Filter the records for lines holding the string "window".

START PROVIDED DATA

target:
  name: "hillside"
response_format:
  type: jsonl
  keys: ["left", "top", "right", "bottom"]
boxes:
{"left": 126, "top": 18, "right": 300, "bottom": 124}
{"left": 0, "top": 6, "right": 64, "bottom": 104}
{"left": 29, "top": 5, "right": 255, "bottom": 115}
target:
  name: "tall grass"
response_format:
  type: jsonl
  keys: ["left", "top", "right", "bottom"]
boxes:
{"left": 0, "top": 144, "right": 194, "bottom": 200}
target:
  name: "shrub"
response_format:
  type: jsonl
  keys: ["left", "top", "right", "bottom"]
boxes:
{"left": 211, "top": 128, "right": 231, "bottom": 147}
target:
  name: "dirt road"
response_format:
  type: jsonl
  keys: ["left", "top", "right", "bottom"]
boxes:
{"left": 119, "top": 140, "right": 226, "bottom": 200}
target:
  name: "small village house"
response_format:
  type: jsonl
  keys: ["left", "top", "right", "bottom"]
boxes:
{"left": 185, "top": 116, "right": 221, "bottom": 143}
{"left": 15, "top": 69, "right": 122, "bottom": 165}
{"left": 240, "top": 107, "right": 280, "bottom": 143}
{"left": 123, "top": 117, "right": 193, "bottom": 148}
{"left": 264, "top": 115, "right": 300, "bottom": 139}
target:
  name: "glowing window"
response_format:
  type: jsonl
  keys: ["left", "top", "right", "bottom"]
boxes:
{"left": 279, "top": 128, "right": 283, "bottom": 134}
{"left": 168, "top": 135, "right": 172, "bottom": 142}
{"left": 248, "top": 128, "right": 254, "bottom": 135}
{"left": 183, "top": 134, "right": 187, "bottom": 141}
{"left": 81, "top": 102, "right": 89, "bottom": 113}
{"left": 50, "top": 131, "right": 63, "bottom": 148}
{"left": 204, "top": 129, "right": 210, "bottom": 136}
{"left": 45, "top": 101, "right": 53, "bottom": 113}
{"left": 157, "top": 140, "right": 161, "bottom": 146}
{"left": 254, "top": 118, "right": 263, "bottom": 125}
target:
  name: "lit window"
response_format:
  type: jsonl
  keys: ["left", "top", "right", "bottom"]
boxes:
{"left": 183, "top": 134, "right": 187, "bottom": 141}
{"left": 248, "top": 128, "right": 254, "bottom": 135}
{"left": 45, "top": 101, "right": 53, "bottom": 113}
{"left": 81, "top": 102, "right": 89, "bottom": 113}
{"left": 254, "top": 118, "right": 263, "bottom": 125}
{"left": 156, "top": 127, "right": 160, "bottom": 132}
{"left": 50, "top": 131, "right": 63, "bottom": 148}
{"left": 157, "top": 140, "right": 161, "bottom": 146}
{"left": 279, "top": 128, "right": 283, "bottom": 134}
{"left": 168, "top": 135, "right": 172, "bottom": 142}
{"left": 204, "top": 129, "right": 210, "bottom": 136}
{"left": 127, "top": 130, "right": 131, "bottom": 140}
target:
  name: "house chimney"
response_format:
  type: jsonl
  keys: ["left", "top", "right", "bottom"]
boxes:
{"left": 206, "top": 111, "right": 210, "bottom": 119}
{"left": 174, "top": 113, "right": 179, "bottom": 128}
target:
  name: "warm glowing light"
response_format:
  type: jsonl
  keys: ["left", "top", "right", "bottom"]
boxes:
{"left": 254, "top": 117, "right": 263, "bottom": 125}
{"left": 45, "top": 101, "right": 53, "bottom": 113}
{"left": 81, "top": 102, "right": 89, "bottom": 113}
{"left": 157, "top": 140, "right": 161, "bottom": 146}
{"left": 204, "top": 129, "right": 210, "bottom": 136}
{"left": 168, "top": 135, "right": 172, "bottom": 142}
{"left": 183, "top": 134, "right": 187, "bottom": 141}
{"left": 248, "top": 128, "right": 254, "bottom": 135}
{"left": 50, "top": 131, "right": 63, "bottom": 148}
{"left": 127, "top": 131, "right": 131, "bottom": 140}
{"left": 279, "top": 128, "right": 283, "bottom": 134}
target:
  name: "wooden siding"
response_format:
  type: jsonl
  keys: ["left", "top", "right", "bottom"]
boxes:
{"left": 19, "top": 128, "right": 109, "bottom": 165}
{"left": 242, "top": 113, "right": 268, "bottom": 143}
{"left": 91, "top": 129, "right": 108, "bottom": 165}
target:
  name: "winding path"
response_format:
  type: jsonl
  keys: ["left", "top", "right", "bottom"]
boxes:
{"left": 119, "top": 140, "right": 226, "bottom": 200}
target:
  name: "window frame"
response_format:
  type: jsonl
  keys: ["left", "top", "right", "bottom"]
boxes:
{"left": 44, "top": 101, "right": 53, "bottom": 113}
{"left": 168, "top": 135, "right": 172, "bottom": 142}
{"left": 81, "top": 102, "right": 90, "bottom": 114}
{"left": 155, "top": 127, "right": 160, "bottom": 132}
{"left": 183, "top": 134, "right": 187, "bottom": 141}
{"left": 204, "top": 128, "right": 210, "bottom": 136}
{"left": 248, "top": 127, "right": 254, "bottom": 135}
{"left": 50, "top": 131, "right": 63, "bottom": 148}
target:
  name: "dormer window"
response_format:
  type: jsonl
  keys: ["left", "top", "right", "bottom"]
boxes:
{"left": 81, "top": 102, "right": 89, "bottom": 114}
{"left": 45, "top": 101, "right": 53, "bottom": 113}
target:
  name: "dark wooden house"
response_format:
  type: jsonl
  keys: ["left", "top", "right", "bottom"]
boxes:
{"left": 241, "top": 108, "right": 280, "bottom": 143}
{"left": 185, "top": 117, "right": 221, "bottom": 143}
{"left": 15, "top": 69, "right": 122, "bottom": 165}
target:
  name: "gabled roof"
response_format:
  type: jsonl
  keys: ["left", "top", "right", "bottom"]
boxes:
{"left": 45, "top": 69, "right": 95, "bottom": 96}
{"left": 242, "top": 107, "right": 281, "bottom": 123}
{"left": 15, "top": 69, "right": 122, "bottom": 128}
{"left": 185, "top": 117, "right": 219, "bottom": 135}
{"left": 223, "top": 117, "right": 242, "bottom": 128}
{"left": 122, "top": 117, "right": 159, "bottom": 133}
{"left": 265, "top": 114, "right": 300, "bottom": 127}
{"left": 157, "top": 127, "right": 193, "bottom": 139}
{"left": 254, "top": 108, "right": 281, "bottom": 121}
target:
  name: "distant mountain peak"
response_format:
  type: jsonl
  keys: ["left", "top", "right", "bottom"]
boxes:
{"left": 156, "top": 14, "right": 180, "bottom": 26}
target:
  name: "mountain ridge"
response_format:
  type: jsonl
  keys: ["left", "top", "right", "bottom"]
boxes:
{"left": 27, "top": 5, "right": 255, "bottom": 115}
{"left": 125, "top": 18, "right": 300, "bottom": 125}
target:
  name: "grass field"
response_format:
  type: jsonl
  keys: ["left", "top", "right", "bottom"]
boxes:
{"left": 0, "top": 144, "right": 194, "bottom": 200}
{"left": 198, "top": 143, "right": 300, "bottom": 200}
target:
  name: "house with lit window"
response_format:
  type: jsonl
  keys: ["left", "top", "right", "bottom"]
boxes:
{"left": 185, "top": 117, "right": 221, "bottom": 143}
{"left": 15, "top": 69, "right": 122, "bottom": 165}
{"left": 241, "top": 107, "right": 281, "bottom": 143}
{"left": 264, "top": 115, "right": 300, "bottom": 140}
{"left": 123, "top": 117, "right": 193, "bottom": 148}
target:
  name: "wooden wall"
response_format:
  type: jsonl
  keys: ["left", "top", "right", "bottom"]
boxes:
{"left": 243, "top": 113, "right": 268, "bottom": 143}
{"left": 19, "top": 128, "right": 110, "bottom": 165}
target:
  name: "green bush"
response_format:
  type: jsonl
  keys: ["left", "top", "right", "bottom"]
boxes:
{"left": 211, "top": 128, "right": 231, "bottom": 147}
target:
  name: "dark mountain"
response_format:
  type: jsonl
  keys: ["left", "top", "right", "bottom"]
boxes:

END PROVIDED DATA
START PROVIDED DATA

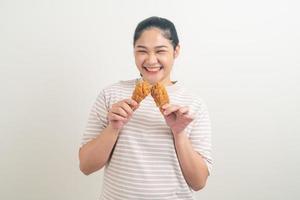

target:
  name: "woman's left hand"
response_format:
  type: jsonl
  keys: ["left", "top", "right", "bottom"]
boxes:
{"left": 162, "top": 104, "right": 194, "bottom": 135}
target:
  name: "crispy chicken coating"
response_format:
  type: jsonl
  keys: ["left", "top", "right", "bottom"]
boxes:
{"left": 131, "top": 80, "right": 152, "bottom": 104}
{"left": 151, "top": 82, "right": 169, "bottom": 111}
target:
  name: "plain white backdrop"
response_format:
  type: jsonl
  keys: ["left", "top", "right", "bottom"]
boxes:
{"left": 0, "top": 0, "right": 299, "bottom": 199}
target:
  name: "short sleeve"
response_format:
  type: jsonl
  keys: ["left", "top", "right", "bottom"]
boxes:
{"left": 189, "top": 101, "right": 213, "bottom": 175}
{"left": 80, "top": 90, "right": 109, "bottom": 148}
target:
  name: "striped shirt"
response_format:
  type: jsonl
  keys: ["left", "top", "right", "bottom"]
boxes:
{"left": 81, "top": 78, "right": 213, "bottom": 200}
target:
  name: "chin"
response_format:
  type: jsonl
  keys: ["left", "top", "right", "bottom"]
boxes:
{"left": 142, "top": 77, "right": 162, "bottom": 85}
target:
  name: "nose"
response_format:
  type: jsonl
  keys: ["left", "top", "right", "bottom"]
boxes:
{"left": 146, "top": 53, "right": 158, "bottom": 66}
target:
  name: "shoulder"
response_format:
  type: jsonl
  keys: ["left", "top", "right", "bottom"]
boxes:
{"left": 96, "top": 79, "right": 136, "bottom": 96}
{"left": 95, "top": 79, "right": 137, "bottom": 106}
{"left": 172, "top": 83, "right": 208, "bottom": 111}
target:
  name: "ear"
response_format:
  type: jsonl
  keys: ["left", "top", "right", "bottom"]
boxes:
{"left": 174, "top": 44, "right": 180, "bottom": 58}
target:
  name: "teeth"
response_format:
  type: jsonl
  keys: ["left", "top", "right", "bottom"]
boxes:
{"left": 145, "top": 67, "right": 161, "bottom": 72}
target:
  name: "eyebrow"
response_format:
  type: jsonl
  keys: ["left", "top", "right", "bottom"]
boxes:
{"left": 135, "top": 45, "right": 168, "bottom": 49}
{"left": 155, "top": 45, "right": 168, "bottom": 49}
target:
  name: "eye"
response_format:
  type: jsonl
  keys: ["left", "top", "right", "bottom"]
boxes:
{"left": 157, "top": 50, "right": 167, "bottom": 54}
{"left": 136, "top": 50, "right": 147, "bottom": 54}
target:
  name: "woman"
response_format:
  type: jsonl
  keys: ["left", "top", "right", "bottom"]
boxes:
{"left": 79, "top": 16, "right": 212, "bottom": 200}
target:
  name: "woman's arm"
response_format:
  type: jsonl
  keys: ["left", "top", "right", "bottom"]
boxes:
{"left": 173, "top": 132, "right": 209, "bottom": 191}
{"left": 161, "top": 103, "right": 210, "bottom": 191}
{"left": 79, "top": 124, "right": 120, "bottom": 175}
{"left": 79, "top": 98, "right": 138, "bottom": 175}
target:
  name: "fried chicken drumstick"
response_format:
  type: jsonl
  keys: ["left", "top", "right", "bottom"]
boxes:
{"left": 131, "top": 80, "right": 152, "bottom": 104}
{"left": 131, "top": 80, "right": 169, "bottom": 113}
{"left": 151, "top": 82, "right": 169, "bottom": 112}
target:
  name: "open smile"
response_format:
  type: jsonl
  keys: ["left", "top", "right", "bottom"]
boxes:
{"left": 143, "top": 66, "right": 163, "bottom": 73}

END PROVIDED DATA
START PROVIDED DATA

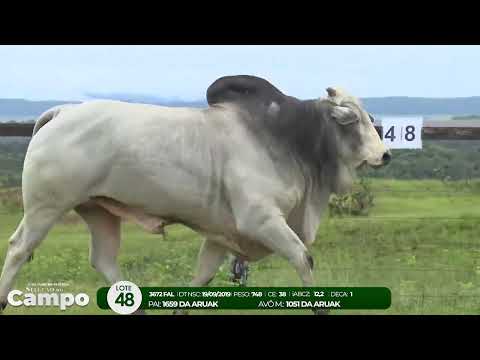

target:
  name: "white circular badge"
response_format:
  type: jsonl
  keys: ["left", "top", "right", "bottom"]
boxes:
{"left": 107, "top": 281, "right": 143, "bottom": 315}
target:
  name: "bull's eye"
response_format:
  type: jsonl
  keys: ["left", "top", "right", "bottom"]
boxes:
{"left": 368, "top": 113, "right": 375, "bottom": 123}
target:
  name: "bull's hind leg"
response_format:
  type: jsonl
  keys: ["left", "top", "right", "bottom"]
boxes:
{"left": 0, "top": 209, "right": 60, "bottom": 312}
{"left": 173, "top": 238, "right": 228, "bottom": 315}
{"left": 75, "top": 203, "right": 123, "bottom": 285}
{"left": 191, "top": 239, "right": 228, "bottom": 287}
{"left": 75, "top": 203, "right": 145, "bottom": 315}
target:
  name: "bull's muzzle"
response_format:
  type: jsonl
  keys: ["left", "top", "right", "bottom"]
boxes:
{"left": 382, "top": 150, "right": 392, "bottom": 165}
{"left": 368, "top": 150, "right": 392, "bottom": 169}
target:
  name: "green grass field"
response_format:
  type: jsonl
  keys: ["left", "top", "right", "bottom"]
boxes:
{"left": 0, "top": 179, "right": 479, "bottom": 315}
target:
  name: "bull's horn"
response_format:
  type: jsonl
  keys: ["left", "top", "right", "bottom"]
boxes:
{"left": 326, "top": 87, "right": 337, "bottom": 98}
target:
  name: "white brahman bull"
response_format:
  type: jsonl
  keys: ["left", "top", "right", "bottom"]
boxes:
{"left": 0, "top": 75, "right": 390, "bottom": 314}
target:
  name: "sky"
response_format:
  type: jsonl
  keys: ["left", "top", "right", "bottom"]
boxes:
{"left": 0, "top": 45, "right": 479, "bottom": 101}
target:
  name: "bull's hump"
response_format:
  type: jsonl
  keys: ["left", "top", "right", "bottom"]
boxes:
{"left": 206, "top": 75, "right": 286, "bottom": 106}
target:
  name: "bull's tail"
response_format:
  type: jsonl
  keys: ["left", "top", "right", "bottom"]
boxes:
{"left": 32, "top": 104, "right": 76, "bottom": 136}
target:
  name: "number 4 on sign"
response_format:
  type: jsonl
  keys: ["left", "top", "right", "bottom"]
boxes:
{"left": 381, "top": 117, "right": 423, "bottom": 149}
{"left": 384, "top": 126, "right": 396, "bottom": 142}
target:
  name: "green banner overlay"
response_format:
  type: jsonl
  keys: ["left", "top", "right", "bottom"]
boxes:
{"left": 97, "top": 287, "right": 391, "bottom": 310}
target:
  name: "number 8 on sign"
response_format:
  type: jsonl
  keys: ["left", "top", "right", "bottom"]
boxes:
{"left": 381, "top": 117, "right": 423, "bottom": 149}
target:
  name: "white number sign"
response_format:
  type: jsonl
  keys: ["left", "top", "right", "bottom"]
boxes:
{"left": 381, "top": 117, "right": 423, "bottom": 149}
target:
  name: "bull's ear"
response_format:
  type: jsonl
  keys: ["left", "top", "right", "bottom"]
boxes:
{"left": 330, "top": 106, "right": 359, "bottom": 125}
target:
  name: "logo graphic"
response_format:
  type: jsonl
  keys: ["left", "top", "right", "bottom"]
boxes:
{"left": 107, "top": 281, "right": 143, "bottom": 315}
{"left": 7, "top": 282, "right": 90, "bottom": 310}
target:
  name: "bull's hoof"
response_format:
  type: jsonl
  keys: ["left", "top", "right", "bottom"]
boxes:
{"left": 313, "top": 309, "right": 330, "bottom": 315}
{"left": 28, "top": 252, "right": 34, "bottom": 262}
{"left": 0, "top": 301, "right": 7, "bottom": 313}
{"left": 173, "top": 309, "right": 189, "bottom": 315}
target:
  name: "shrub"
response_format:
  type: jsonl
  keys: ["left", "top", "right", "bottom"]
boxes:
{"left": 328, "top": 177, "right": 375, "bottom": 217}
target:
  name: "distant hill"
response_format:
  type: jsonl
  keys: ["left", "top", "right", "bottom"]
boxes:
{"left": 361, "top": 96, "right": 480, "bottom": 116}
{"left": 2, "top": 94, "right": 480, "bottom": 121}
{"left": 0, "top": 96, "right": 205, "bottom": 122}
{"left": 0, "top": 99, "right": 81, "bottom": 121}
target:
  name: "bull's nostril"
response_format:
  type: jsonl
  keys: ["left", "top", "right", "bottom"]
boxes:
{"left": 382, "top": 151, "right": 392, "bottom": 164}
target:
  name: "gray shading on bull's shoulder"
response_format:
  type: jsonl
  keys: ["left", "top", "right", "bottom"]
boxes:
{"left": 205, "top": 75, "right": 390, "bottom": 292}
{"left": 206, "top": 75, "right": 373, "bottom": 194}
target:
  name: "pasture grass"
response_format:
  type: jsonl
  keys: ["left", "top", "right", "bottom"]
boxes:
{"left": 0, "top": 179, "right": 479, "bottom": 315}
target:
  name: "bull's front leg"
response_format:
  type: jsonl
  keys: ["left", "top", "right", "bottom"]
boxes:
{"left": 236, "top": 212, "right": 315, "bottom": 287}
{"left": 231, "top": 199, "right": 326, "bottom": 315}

END PROVIDED DATA

ANSWER FOR THE TASK>
  name: "glowing window"
  name: "lit window"
  name: "window frame"
  name: "dormer window"
  name: "house with lit window"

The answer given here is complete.